■ TASK DIRECTIONS
Lay out everything from the start of the items below down to the line that contains "[(55, 63), (67, 44)]", inclusive, as a numbered list with blank lines and pictures omitted.

■ AVAILABLE RECORDS
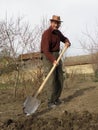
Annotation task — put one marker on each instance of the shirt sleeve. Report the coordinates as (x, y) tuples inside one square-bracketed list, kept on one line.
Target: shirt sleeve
[(45, 42), (64, 39)]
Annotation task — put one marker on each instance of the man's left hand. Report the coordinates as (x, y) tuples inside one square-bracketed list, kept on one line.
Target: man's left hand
[(67, 44)]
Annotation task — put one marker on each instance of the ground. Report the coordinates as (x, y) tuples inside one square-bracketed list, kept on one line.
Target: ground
[(79, 111)]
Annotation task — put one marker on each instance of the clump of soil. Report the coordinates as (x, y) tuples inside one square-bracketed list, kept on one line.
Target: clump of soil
[(66, 121)]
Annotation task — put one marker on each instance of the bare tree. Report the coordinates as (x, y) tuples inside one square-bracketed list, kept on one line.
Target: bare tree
[(90, 44)]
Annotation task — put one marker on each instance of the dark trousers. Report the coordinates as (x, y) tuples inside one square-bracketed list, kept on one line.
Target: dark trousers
[(55, 82)]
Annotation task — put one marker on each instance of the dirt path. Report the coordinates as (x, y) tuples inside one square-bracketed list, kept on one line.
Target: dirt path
[(78, 112)]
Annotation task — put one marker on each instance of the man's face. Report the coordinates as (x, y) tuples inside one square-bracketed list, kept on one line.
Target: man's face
[(55, 25)]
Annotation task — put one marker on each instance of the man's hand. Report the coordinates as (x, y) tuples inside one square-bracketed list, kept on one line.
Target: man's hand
[(55, 63), (67, 44)]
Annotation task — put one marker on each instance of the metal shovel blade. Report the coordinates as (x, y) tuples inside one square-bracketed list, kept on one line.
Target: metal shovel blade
[(30, 105)]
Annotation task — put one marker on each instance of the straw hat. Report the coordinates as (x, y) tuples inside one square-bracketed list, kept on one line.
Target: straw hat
[(56, 18)]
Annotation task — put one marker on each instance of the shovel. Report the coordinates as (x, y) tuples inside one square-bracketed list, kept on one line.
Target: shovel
[(32, 103)]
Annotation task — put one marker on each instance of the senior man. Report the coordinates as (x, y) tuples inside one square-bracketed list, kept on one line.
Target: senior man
[(50, 47)]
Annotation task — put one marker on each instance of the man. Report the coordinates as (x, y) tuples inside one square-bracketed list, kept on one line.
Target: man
[(50, 47)]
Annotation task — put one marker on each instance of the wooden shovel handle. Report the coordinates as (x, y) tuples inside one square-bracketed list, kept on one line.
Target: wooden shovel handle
[(49, 74)]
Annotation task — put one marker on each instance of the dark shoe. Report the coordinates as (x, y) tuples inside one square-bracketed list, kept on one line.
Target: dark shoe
[(58, 102), (51, 105)]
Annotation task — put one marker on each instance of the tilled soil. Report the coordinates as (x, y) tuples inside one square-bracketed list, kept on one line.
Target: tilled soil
[(78, 112)]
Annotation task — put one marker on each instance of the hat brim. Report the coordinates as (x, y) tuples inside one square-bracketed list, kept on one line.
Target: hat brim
[(56, 20)]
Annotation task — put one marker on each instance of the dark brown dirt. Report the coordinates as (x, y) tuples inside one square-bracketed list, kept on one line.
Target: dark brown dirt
[(78, 112)]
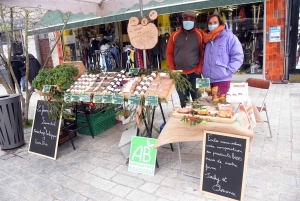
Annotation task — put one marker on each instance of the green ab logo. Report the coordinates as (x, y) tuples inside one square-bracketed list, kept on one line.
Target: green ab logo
[(142, 155)]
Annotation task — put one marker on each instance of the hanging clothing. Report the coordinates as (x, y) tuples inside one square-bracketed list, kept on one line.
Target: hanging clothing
[(132, 58), (115, 53)]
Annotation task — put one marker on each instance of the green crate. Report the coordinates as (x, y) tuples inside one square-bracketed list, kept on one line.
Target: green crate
[(99, 123)]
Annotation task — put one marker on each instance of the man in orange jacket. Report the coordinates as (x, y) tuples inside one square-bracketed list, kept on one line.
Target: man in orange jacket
[(185, 52)]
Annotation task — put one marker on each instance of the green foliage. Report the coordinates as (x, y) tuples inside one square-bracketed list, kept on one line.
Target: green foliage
[(61, 76)]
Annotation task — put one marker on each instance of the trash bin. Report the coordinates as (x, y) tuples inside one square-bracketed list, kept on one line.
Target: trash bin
[(11, 125)]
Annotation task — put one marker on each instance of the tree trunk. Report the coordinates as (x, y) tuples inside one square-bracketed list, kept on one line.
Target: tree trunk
[(28, 91), (5, 84)]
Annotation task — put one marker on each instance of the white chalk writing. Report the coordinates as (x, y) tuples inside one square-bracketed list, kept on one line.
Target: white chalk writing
[(218, 187), (209, 167), (231, 143), (230, 149)]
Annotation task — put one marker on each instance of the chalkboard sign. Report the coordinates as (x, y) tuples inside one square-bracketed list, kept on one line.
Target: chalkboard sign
[(151, 100), (224, 164), (134, 100), (202, 83), (67, 97), (46, 88), (45, 132)]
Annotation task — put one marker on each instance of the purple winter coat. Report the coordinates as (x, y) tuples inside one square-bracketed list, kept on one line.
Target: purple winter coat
[(222, 57)]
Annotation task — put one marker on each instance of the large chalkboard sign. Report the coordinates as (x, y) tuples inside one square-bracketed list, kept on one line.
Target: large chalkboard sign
[(224, 164), (45, 132)]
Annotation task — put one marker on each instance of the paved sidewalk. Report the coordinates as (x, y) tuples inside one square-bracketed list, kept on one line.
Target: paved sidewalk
[(97, 169)]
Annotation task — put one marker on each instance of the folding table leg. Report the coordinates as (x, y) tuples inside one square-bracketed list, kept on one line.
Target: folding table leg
[(180, 165), (268, 122), (164, 118)]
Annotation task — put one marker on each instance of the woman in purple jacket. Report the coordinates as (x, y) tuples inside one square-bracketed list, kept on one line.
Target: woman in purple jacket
[(223, 54)]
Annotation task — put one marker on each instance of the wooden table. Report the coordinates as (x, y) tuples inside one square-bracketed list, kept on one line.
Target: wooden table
[(176, 130)]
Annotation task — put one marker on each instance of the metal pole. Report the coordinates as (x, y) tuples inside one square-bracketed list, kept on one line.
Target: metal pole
[(144, 51)]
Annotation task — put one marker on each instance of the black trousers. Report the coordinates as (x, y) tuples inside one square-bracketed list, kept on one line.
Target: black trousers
[(185, 96)]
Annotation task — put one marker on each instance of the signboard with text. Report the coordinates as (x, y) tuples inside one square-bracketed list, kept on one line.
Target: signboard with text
[(275, 34), (142, 157), (224, 165), (202, 83)]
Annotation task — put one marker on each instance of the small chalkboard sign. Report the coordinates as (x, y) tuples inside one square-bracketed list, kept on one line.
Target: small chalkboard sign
[(67, 97), (224, 164), (107, 98), (45, 132), (46, 88), (134, 100), (202, 83)]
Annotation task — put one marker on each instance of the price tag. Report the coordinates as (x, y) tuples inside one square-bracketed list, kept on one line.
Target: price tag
[(118, 99), (134, 71), (202, 83), (75, 97), (107, 98), (67, 97), (46, 88), (97, 98), (151, 100), (85, 98), (134, 100)]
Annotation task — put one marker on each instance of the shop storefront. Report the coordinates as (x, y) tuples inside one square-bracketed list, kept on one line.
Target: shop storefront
[(249, 20)]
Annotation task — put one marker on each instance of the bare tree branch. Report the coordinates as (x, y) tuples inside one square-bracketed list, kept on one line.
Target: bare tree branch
[(52, 49)]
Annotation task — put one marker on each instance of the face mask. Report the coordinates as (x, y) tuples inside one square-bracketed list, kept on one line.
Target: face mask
[(188, 25), (212, 27)]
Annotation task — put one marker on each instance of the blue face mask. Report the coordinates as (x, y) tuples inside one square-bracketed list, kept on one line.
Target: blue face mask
[(188, 25), (212, 27)]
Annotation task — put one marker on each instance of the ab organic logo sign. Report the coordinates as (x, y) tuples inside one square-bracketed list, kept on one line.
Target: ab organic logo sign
[(142, 155)]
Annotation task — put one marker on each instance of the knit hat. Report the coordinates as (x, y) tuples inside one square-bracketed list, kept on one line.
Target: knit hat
[(189, 13)]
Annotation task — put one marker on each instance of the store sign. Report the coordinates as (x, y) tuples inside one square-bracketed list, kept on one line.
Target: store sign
[(46, 88), (85, 98), (151, 100), (67, 97), (97, 98), (107, 98), (118, 99), (275, 34), (69, 39), (202, 83), (134, 71), (224, 165), (75, 97), (142, 157), (134, 100)]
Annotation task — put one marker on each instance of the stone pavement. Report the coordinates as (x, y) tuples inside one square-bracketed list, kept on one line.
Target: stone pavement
[(97, 169)]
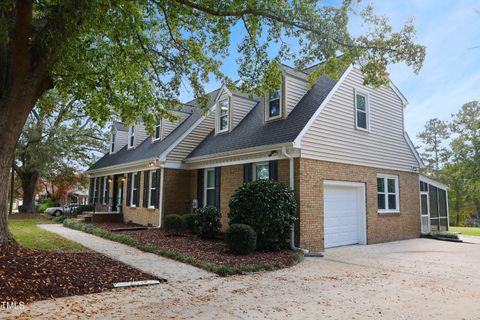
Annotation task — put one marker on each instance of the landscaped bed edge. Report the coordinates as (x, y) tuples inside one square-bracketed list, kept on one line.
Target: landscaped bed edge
[(221, 270)]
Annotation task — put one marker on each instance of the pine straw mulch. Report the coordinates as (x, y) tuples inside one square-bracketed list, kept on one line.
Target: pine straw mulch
[(28, 275), (212, 250)]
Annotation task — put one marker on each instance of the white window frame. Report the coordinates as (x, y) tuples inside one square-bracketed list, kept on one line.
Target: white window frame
[(205, 184), (159, 126), (112, 142), (132, 190), (131, 134), (254, 169), (367, 110), (219, 115), (150, 189), (105, 181), (280, 105), (385, 178)]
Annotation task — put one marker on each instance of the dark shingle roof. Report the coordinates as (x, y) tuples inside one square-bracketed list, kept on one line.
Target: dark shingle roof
[(252, 132), (148, 149)]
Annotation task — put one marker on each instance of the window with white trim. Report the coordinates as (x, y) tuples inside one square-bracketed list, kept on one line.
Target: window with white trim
[(131, 136), (105, 190), (388, 195), (361, 111), (152, 195), (209, 196), (112, 142), (273, 104), (158, 129), (223, 113), (261, 171), (134, 192)]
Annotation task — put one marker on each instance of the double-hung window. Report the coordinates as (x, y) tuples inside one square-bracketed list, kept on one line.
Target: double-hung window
[(261, 171), (209, 199), (134, 194), (361, 111), (131, 136), (223, 115), (273, 104), (152, 196), (158, 129), (112, 143), (388, 195)]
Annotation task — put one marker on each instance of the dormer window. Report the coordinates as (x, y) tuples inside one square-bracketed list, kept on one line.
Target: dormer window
[(158, 129), (223, 115), (361, 111), (112, 143), (273, 105), (131, 136)]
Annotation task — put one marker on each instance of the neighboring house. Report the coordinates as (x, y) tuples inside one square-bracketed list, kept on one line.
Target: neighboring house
[(340, 145)]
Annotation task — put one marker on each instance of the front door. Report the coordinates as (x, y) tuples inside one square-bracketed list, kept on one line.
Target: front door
[(425, 212), (117, 193)]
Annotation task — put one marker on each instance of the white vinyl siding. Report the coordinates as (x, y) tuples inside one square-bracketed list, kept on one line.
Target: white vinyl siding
[(333, 137), (295, 89)]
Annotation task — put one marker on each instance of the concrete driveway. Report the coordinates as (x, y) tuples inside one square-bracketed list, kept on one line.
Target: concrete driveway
[(418, 278)]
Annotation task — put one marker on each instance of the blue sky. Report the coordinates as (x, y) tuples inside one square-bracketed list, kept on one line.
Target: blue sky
[(451, 73)]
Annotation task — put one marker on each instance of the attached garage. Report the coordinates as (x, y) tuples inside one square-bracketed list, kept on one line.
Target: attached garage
[(344, 213)]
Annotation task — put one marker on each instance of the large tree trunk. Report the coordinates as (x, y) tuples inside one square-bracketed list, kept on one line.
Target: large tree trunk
[(29, 186)]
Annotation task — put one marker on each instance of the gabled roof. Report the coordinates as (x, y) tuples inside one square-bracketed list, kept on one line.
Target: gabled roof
[(252, 132), (148, 149)]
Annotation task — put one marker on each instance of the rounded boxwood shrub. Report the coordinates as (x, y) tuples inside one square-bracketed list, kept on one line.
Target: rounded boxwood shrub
[(208, 222), (175, 224), (191, 221), (240, 239), (267, 206)]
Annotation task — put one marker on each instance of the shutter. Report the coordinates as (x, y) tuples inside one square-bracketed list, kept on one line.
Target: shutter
[(90, 191), (137, 185), (102, 181), (247, 172), (157, 194), (95, 196), (107, 191), (200, 185), (129, 189), (146, 182), (218, 171), (273, 170)]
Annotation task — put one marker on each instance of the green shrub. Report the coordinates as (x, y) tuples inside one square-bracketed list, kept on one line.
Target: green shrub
[(48, 203), (269, 208), (208, 222), (175, 224), (80, 209), (190, 220), (59, 219), (240, 239)]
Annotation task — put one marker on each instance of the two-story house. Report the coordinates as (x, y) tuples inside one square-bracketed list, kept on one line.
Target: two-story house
[(340, 145)]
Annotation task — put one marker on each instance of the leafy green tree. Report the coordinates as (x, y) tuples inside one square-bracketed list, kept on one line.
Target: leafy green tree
[(130, 58), (466, 149), (57, 135), (435, 150)]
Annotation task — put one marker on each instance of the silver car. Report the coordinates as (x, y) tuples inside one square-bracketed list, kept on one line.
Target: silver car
[(59, 211)]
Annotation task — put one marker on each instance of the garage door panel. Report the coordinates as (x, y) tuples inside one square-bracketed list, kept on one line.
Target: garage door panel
[(341, 215)]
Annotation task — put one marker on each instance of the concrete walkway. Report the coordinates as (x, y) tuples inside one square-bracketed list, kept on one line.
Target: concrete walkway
[(171, 270)]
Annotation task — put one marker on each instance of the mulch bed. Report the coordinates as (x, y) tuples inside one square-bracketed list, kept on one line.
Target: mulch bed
[(28, 275), (207, 250)]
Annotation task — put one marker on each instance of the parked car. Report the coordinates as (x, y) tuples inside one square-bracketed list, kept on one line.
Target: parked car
[(59, 211)]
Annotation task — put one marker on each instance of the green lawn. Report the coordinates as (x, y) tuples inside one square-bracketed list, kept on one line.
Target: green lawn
[(466, 231), (29, 235)]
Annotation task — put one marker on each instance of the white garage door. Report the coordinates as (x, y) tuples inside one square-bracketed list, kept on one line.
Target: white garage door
[(343, 214)]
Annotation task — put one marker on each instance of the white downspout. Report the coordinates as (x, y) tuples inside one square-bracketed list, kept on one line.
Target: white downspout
[(160, 198), (292, 188)]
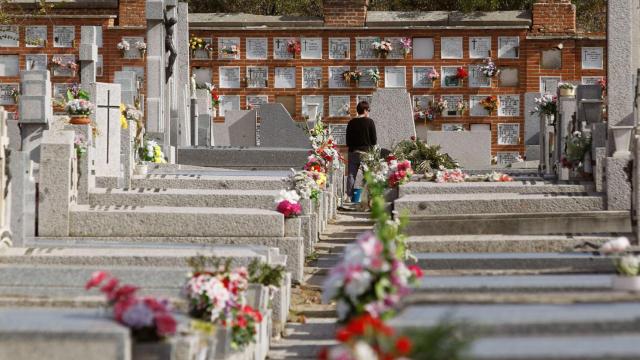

■ TASK RESULT
1. Annotation task — put one marker on each instance of the shirt sleeve. Report the coordinates as (x, y) tuples inside one square-bracketed list, kept on one line.
2. Target: shirt sleeve
3. [(45, 42), (64, 39)]
4. Annotation task — put one marker on each instance of the man's left hand. Report the coordinates as (x, y) tuples inside one square-bracketed list, kept on one line.
5. Target: man's left hand
6. [(67, 44)]
7. Annotation task — put one marker on each instance of the ground. Report the coordinates as (x, y) tuples inside one square-bracketed list, kept on one line.
8. Target: ground
9. [(79, 111)]
10. Annotation task — put one marker on each instance of the clump of soil. Report the coordinates as (x, y) tuples inside one square-bracketed list, kept on one line.
11. Target: clump of soil
12. [(66, 121)]
13. Annotation task — put one marker on each instance of the bare tree. Report the coordinates as (x, y) tuples inside one square-bracketed list, kept on one line.
14. Target: bare tree
15. [(90, 44)]
16. Annotation task — put one marker on each instance of the dark trousers. Report the coordinates as (x, y) tuples inside one square-bracketed list, kept on one line.
17. Target: dark trousers
18. [(55, 82)]
19. Annotation task — put one marker on each instance of the dirt path. Report the coordinates as (x, y) tuples inside one square-bracketed list, kept on one line.
20. Target: dirt path
21. [(78, 112)]
22. Annotation task — put one marker on each instance of the man's face. Report the coordinates as (x, y) tuples inside one square-bracketed list, kept on one line.
23. Target: man's face
24. [(55, 25)]
25. Annotation task — put one marker on each instance of the man's hand. Report the coordinates as (x, y) tuples inside one square-bracketed list, kept on one line.
26. Target: man's hand
27. [(55, 63), (67, 44)]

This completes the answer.